Your goal:
Write out every record again, exactly.

Records for processing:
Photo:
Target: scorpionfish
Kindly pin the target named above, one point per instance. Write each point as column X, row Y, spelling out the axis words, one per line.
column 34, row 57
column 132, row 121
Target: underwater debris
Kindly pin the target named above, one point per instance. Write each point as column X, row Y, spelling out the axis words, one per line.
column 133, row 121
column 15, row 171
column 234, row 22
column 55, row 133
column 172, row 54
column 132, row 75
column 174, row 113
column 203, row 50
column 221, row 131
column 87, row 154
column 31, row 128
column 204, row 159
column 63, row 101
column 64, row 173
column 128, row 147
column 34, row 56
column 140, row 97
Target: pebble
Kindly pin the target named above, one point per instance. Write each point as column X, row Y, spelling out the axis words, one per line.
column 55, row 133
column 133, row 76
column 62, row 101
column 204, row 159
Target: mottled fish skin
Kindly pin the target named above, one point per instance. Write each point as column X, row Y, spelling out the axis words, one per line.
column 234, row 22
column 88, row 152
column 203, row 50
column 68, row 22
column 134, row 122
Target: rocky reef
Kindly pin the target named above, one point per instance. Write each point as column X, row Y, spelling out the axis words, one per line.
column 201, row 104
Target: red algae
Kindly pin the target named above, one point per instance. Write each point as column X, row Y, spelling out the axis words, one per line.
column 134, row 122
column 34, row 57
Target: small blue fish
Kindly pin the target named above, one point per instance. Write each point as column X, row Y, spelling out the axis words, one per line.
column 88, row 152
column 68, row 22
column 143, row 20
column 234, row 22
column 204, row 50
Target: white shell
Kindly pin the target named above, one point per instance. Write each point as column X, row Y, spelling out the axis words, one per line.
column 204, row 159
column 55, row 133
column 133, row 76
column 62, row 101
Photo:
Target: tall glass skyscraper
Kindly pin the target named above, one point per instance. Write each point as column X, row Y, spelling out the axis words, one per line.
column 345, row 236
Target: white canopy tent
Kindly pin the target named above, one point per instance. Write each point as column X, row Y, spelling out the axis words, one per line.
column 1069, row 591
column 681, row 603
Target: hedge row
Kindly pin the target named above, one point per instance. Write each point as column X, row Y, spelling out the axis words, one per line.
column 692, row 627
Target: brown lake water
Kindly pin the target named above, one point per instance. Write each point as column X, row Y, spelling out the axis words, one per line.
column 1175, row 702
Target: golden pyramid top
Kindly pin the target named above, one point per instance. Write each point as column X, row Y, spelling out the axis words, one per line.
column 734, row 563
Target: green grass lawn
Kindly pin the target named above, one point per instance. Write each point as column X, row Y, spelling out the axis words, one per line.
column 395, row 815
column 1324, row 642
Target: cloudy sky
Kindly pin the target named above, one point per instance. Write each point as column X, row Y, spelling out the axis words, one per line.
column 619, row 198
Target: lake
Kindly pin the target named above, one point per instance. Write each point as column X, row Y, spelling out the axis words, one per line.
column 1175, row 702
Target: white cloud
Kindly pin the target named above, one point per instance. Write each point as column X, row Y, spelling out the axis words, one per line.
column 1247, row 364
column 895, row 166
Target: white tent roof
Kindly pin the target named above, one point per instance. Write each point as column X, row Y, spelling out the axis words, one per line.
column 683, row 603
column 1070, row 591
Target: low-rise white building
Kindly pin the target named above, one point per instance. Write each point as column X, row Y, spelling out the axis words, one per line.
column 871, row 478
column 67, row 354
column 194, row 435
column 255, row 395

Problem solution:
Photo:
Target: scorpionfish
Kindly pin the target named above, one point per instance. Write each point as column X, row Y, spelling out the axis words, one per line.
column 34, row 57
column 132, row 121
Target: underwater debris
Kindly pin the target named above, one point per instance. Write each point as column X, row Y, spelling out the axis words, one per line.
column 133, row 121
column 15, row 171
column 234, row 22
column 55, row 133
column 172, row 54
column 132, row 75
column 174, row 113
column 203, row 50
column 221, row 131
column 87, row 154
column 31, row 128
column 204, row 159
column 63, row 101
column 64, row 173
column 128, row 147
column 34, row 56
column 140, row 97
Target: pebble
Kindly pin the target named above, one point per instance. Write each point as column X, row Y, spelling out the axis words, one per line.
column 55, row 133
column 133, row 76
column 62, row 101
column 204, row 159
Target: mottled fish skin
Kindly pin the target named above, one point per instance. Write each point as column X, row Y, spelling out the axis words, one per line.
column 234, row 22
column 88, row 152
column 203, row 50
column 68, row 22
column 134, row 122
Target: rocky reef
Kindly pin the target named above, one point per instance. Write each point as column X, row Y, spelling out the axis words, one per line.
column 201, row 104
Target: red algae
Kindly pin the target named above, one point per instance. Write each point as column X, row Y, spelling out the axis words, one per line.
column 134, row 122
column 34, row 57
Target: small blue fish
Kindly pin the target named above, one point per instance. Write each point as column X, row Y, spelling out the axis words, one per line.
column 88, row 152
column 68, row 22
column 143, row 20
column 234, row 22
column 204, row 50
Target: white shell
Kindly pin the target named above, one point per instance. Write each point as column X, row Y, spelling out the axis words, one per line.
column 204, row 159
column 55, row 133
column 133, row 76
column 62, row 101
Photo:
Target: tall glass skyscraper
Kindly pin the target named above, one point per instance. Write each point as column X, row Y, spelling out the axis words, one per line.
column 345, row 236
Target: white canopy tent
Kindly pin the target named above, one point per instance. Write each point as column X, row Y, spelling out the axis words, one per line.
column 1069, row 591
column 681, row 603
Target: hedge row
Kindly pin the target named above, one point per instance. Write each point as column X, row Y, spelling out the axis words, one per line.
column 692, row 627
Target: brown lake water
Kindly pin the target named above, one point per instance. Write each point as column X, row Y, spelling out the axis words, one per line.
column 1175, row 702
Target: golden pyramid top
Kindly pin the target named above, one point per instance. Write each point as column X, row Y, spelling out the axis words, one per line.
column 734, row 563
Target: green grass lawn
Kindly pin the target named above, one point per instance. Write each point as column X, row Y, spelling out the axis words, one per line.
column 395, row 815
column 1324, row 642
Target: cloudy sky
Kindly pin the target named above, one point per instance. Write each point as column X, row Y, spelling out the axis words, one per line.
column 619, row 198
Target: lake
Kindly pin the target named above, one point per instance. Write each point as column X, row Y, spelling out the axis words, one per line.
column 1175, row 702
Target: white cloud
Kindly pin the target named above, one point per instance. Write each point as column X, row Y, spelling out the axis words, one per line.
column 1247, row 364
column 895, row 166
Target: white tent roof
Kindly pin the target named above, one point per instance. Write each point as column X, row Y, spelling out the axis words, one per line.
column 683, row 603
column 1070, row 591
Target: low-rise white building
Kindly pin the target named above, one point per instance. Write each point as column X, row Y, spelling out the axis words, one per line.
column 871, row 478
column 67, row 354
column 194, row 435
column 255, row 395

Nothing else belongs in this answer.